[Data for the task]
+++++
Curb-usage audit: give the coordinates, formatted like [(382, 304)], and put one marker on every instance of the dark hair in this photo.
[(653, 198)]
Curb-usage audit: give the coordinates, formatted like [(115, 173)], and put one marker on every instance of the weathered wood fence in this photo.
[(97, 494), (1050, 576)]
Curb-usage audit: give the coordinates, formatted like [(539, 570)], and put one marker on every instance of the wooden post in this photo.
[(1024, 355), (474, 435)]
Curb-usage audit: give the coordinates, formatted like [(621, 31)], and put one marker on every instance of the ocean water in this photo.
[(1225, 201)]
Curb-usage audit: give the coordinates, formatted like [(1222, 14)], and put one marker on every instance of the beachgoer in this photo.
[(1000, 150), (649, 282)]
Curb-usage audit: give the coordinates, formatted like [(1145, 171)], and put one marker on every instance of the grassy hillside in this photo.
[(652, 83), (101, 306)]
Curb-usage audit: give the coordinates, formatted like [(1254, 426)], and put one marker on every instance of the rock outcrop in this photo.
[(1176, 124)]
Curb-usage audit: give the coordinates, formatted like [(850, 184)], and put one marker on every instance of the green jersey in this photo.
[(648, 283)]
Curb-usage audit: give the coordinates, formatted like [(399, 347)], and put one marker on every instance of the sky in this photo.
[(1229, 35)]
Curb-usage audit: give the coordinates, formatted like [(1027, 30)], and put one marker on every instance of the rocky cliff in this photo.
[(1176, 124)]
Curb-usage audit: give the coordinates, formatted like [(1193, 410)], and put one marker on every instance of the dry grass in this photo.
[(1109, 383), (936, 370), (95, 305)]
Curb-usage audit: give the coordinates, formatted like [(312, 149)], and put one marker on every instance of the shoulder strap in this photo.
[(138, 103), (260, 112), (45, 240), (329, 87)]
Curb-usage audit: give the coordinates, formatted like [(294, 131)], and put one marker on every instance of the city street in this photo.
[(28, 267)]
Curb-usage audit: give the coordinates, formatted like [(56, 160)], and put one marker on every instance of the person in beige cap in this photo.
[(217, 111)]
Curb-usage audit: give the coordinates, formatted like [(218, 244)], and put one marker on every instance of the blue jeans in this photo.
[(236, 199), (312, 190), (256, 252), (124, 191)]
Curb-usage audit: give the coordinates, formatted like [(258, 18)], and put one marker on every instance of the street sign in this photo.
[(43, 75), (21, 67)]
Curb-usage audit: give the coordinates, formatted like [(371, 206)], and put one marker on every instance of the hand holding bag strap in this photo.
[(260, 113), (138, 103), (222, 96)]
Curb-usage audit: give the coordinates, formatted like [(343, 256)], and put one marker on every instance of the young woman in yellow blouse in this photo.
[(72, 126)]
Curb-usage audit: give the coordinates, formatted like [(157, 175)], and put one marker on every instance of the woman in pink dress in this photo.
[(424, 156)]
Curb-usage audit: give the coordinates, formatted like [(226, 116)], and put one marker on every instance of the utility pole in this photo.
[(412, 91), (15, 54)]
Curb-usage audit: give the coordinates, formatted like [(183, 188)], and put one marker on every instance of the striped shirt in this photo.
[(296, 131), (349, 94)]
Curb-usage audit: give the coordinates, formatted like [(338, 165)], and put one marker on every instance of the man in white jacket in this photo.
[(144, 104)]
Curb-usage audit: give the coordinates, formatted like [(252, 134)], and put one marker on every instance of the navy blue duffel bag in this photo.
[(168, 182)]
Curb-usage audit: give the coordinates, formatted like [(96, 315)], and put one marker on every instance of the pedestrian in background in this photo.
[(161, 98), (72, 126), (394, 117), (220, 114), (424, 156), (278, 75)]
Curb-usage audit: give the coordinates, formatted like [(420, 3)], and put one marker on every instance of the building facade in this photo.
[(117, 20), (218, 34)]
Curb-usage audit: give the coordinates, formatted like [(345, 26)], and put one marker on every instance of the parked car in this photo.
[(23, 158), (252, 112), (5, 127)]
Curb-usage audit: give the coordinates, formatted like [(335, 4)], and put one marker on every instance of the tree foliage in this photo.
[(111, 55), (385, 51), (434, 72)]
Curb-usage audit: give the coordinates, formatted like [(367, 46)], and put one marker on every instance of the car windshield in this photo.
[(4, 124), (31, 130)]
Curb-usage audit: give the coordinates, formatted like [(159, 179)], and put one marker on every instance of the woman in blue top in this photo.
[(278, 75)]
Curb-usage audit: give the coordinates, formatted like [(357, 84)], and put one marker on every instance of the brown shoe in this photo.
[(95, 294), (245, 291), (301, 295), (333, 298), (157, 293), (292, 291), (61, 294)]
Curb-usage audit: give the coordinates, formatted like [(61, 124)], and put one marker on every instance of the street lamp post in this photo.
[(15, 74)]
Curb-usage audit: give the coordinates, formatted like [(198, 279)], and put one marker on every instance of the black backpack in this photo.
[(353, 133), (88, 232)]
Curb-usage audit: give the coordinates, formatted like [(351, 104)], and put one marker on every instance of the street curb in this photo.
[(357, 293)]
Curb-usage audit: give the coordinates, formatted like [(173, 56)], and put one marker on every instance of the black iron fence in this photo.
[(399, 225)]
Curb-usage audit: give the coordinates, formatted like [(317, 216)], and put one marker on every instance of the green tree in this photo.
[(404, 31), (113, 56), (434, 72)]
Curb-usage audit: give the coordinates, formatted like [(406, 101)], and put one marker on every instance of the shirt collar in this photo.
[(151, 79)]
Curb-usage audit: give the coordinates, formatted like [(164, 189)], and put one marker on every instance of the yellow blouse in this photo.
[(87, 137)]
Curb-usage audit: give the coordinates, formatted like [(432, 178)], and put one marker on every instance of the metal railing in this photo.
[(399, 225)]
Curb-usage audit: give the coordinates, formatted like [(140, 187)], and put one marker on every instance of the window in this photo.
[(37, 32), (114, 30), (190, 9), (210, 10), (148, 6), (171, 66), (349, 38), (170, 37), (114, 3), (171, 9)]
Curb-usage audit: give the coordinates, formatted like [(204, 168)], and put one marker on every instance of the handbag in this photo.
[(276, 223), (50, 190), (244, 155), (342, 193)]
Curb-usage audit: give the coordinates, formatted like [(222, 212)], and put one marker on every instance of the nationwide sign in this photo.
+++++
[Problem requirements]
Your job is to reproduce the listing exactly.

[Written response]
Curb-usage audit: give the coordinates, formatted like [(382, 304)], and put one marker on every instance of the dark hair in this photo.
[(653, 198)]
Curb-usage audit: give the coordinates, formatted like [(115, 173)], and put one marker on every instance of the weathered wood fence in this photo.
[(97, 494), (1050, 576)]
Curb-usage audit: give the coordinates, formatted like [(539, 570)], and put one marker on every instance of the wooden post in this photo.
[(1024, 355), (474, 435)]
Curb-usage audit: give the coordinates, formatted like [(621, 31)], and put one marker on every instance of the ocean water in this photo.
[(1225, 201)]
Curb-usage audit: give the coordinates, formatted like [(1222, 14)], and put one marker on every instance of the beachgoer in this photo.
[(1000, 150), (649, 282)]
Curb-usage audit: give the coordinates, formatted like [(1145, 171)], and put one marker on every instance of the grassy hillside in this photo.
[(652, 83), (101, 306)]
Curb-usage audit: give the coordinates, formatted like [(1254, 426)], and put one marker on every instance of the rock outcrop in this photo.
[(1176, 124)]
Curb-usage audit: give the coordinates, formatted like [(850, 184)], and put one marker on every instance of the green jersey in this photo.
[(648, 283)]
Curb-usage audit: give the coordinates, formatted like [(399, 347)], and put one marker on every instance of the sky in this photo.
[(1229, 35)]
Curb-usage audit: give the coordinates, formatted like [(1027, 30)], and put one marker on every instance of the rocky cliff in this photo.
[(1176, 124)]
Curb-usage audit: give the coordinates, formatted like [(1193, 410)], and put one marker on every instance of the dry grass in this photo.
[(1109, 383), (936, 370), (95, 305)]
Curb-usage audit: give the coordinates, formatted like [(312, 149)], and put one marker on every instance of the shoulder strap in this photo.
[(138, 103), (260, 112), (45, 240), (329, 87)]
Curb-usage audit: give the coordinates, formatted like [(294, 131)], and put one marker on every instance of the city street in this photo.
[(28, 267)]
Curb-usage audit: give the coordinates, formatted like [(56, 160)], and put one marker on every instance of the person in beige cap in this photo.
[(217, 111)]
Curb-usage audit: give the coordinates, formatted like [(218, 244)], and put one marker on every instance of the blue jeans in this photo.
[(236, 199), (312, 190), (256, 252), (124, 191)]
Curb-usage audit: give the coordinates, formatted like [(258, 18)], and put one marker on every instance of the street sign in this photo.
[(43, 75), (21, 67)]
Curb-usage audit: give the coordinates, formatted like [(371, 206)], and put one marker on every instance of the hand holding bag strap in this photo.
[(260, 113), (138, 103), (222, 96)]
Curb-usage audit: give the coordinates, formatted like [(343, 256)], and put one marker on every instance of the young woman in yellow blouse in this photo.
[(72, 126)]
Curb-usage audit: give the coordinates, formatted like [(157, 175)], and put one marker on every instance of the woman in pink dress in this photo.
[(424, 156)]
Curb-usage audit: give the coordinates, formatted like [(226, 116)], and put one marker on every instance of the utility pole in this photo.
[(412, 91), (15, 54)]
Curb-usage audit: give the coordinates, formatted like [(183, 188)], and put one marker on every instance of the striped shirt in this photo.
[(296, 131), (349, 94)]
Curb-usage audit: give the coordinates, formatted like [(338, 165)], and put one marker on every instance of the man in white jacket in this photo.
[(144, 104)]
Curb-usage audit: give the coordinates, formatted like [(252, 134)], and put one marker on every instance of the navy blue duffel bag in this photo.
[(168, 182)]
Curb-usage audit: give the coordinates, formatted like [(96, 315)], and put one marker on every instance of the pedestrian in background in this photo.
[(161, 98), (72, 126), (394, 117), (220, 114), (424, 156), (278, 75)]
Curb-usage audit: give the coordinates, formatted like [(420, 3)], and put one marker on every instance of the building facade in this photo.
[(117, 20), (218, 34)]
Curb-usage audit: give the coordinates, formatted like [(345, 26)], and put one marker on every instance of the parked car in this photo.
[(23, 158), (252, 112), (5, 127)]
Curb-usage audit: give the coordinates, formatted like [(335, 4)], and put one marker on every instance of the tree foliage in this photo.
[(111, 55), (385, 51), (434, 72)]
Curb-usage audit: give the coordinates, formatted like [(367, 46)], and put one marker on every instance of the car windshield in this photo.
[(4, 124), (31, 130)]
Curb-usage audit: give the coordinates, formatted like [(159, 179)], and put one marker on every instance of the woman in blue top in this photo.
[(278, 75)]
Curb-usage audit: give the coordinates, formatted like [(357, 84)], and put one marker on every instance of the brown shoe in this photo.
[(95, 294), (245, 291), (301, 295), (333, 298), (157, 293), (292, 291), (61, 294)]
Curb-usage audit: give the coordinates, formatted like [(61, 124)], and put one marker on every instance of the street lamp post in this photo.
[(15, 74)]
Curb-usage audit: give the coordinates, formatted like [(198, 279)], and put one marker on every instance of the black backpack in this photo.
[(353, 133), (88, 232)]
Curb-usage audit: give the coordinates, formatted like [(351, 104)], and put one marker on every instance of the street curb in this photo.
[(357, 293)]
Curb-usage audit: give the coordinates, formatted like [(173, 56)], and put one marker on every instance of the black iron fence in this photo.
[(399, 225)]
Curb-usage audit: give the coordinates, formatted like [(317, 216)], and put one marker on every instance of the green tree in this photo.
[(404, 31), (113, 56), (434, 72)]
Curb-usage audit: give the coordinates, formatted like [(406, 101)], and put one marker on every instance of the shirt collar in this photo.
[(151, 79)]
Curb-usage audit: give the coordinates, formatted like [(164, 189)], and put one marker on every instance of the yellow blouse in this photo.
[(87, 137)]
Curb-usage audit: give the coordinates, formatted like [(432, 178)], and put one marker on every instance of the metal railing in this photo.
[(399, 225)]
Curb-usage audit: give the coordinates, formatted like [(140, 187)], and put one marker on every instance of the window in this photo.
[(37, 32), (114, 30), (190, 9), (210, 10), (148, 6), (171, 66), (349, 38), (170, 37), (114, 3), (171, 9)]
Curb-usage audit: give the coordinates, formatted like [(204, 168)], and put one marker on every instance of the handbag in this photo.
[(276, 223), (50, 190), (244, 155), (342, 193)]
Curb-usage audit: give the coordinates, formatted like [(222, 212)], and put one marker on every instance of the nationwide sign in this photo.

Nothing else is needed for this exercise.